Copy each entry below without any change.

═════ Provided records

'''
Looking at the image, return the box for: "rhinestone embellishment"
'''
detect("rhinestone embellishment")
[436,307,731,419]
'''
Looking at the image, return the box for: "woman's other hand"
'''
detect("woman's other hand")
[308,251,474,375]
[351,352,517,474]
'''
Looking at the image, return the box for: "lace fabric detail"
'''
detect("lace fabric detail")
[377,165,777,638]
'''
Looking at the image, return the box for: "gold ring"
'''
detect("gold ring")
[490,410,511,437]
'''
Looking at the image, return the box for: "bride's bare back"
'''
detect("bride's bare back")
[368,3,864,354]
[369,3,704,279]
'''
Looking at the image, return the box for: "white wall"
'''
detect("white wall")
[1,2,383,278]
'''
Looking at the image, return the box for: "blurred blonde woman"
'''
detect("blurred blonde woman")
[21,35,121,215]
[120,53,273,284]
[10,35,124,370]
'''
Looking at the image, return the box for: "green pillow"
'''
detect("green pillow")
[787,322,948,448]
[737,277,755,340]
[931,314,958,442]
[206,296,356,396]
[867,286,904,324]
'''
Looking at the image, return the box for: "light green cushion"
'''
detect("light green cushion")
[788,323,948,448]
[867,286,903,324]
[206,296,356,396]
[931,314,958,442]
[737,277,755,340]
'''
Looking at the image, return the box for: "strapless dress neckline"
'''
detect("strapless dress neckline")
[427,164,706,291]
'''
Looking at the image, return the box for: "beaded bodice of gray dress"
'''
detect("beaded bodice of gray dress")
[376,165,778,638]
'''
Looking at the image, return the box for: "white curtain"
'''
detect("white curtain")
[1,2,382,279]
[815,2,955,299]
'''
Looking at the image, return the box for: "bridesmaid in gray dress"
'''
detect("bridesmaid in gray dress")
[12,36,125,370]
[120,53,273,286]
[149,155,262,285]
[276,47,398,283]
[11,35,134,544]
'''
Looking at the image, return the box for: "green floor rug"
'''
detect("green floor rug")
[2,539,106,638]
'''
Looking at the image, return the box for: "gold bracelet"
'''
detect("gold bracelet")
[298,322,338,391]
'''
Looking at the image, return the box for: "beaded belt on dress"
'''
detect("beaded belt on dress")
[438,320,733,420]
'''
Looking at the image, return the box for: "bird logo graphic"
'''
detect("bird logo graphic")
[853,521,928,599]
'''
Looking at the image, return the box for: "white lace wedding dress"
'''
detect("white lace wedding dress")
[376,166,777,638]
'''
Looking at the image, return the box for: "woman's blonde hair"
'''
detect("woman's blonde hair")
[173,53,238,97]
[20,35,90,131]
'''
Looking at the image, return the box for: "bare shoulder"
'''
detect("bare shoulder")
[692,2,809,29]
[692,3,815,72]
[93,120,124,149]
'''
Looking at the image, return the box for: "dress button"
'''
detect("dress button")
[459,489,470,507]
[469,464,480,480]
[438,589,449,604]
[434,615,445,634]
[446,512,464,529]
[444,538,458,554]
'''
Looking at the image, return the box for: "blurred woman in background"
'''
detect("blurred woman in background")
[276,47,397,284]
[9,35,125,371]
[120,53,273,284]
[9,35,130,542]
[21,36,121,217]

══════════

**Result for this task:**
'''
Looking at the image, return the box for: "rhinestone embellishment"
'''
detect("rhinestone embellishment")
[436,307,731,419]
'''
Looking at the image, return the box for: "woman's other hand"
'''
detect("woman's other hand")
[308,251,474,375]
[351,352,517,474]
'''
Looking at the image, return the box for: "lace fabric detail"
'''
detect("lace fabric detail")
[377,165,777,638]
'''
Looking at the image, return the box for: "gold ring"
'''
detect("gold ring")
[490,410,511,437]
'''
Looking at the image, return the box for: "bride's bare back"
'''
detect("bride's bare back")
[368,3,864,354]
[369,3,704,279]
'''
Looking at the image, return the box for: "white wall"
'''
detect("white wall")
[1,2,383,278]
'''
Looking at the image, return the box for: "blurred blonde woman"
'''
detect("blurred blonde woman")
[21,35,121,215]
[120,53,273,284]
[10,35,124,370]
'''
Looking at the image, return the box for: "green pillow"
'''
detect("green pillow")
[787,322,948,448]
[737,277,755,340]
[931,314,958,442]
[206,296,356,396]
[867,286,904,324]
'''
Looking at the image, return the box for: "light green cushion"
'''
detect("light green cushion")
[788,323,948,448]
[867,286,903,324]
[206,296,356,396]
[931,314,958,442]
[737,277,755,340]
'''
Looking at the image, return the box for: "strapless dress neckline"
'''
detect("strapless dress neckline")
[427,164,706,291]
'''
Looking at the image, return the box for: "beaded bodice of gray dress"
'''
detect("beaded bodice of gray dress")
[376,165,778,638]
'''
Looking at the image, return the box for: "white curtain"
'''
detect("white curtain")
[1,2,382,279]
[815,2,955,299]
'''
Looking at the image, return the box for: "bridesmaid in gray dress"
'''
detect("bridesmaid in gray dress")
[12,36,125,370]
[120,53,273,286]
[149,155,262,285]
[276,47,398,283]
[11,35,134,544]
'''
Looking at the image, return the box for: "green floor rug"
'''
detect("green floor rug")
[2,539,106,638]
'''
Looking at the image, return the box for: "gold bracelet"
'''
detect("gold bracelet")
[298,322,338,391]
'''
Looking at the image, return the box for: "beaded belt on dress"
'''
detect("beaded belt on dress")
[438,320,733,420]
'''
Looking at the image, return the box for: "bird logo graphic"
'''
detect("bird logo graphic")
[853,521,928,599]
'''
Looking at the image, return the box for: "white lace wedding dress"
'''
detect("white lace wedding dress")
[376,166,777,638]
'''
Looking at the image, return the box for: "woman's blonde hair"
'''
detect("woman's blonde hair")
[173,53,238,97]
[20,35,90,131]
'''
Looking at the image, return the box for: "bare shoulder"
'''
detect("bare shoulder")
[692,2,809,29]
[692,3,815,72]
[93,120,124,149]
'''
Looking at the image, return the box for: "dress button"
'''
detect("dress button")
[459,489,470,507]
[469,464,480,480]
[438,589,449,604]
[434,615,445,634]
[446,512,464,529]
[444,538,458,554]
'''
Looking at the image, return the box for: "blurred woman in background"
'''
detect("blurred woman in background")
[276,47,397,284]
[9,35,125,371]
[120,53,273,284]
[9,35,130,542]
[21,36,121,217]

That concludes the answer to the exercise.